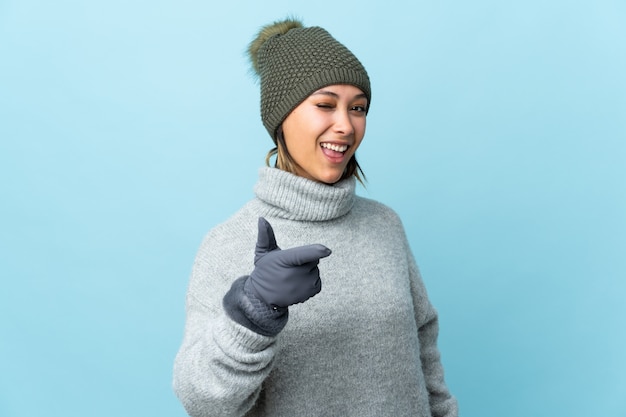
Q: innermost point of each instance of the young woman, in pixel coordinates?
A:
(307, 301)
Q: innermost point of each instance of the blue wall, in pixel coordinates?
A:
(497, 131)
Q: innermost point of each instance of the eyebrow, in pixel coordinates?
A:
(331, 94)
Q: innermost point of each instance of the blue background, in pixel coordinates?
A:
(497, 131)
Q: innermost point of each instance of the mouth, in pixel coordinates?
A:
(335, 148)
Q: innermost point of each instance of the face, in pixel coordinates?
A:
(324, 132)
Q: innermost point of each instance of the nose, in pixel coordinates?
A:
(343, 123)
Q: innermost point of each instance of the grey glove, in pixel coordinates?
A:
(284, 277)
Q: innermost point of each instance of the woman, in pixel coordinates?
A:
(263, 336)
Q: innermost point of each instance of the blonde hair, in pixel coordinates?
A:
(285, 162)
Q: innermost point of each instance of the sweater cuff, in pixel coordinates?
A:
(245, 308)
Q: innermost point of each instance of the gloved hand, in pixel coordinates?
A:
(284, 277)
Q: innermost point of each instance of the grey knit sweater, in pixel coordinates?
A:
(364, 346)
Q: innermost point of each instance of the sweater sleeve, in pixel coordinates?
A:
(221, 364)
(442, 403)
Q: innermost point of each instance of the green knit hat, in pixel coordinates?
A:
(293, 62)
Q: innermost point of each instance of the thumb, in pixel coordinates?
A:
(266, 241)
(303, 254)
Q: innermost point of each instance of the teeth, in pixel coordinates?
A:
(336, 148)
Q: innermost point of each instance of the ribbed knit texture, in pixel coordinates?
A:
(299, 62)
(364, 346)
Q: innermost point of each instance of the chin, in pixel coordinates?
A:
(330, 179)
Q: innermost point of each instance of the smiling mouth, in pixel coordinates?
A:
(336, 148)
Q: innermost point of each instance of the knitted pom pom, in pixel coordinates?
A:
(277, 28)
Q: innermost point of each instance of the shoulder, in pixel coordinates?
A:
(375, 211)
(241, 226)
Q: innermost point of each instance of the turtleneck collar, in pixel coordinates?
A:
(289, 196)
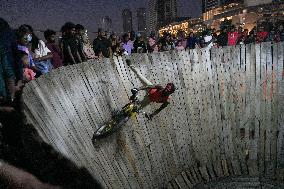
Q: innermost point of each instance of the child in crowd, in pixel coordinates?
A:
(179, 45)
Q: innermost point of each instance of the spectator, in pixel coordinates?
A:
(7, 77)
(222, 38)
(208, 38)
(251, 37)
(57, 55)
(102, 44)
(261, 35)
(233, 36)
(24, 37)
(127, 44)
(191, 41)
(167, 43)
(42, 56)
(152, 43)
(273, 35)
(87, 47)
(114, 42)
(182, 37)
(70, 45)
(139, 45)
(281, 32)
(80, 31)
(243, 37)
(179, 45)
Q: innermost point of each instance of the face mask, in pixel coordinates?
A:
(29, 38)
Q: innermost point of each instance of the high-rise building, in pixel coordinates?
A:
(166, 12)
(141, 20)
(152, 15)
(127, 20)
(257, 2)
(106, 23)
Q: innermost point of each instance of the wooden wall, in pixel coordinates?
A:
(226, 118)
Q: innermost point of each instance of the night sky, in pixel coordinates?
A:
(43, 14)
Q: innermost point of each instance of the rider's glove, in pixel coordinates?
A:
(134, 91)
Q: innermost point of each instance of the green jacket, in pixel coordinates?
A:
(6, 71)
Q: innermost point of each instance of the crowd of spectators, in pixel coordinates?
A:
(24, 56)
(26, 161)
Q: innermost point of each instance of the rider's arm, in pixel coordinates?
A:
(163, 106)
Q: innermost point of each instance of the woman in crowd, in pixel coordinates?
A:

## ABOUT THIS EXERCISE
In your answer, include only the lines above starting at the line that holds "Q: innermost point of each instance of the night" and ending at the line that holds "Q: innermost point of each instance of the crowd", copied exactly.

## OUTPUT BELOW
Q: innermost point of each instance of the night sky, in pixel coordinates?
A:
(43, 14)
Q: innermost point of each instance of the rider's glove, in pixel coordinates?
A:
(134, 91)
Q: innermost point of each instance of the green jacket, in pixel coordinates?
A:
(6, 71)
Q: innermost point of each instance of the crowd of spectators, in pixel coordinates?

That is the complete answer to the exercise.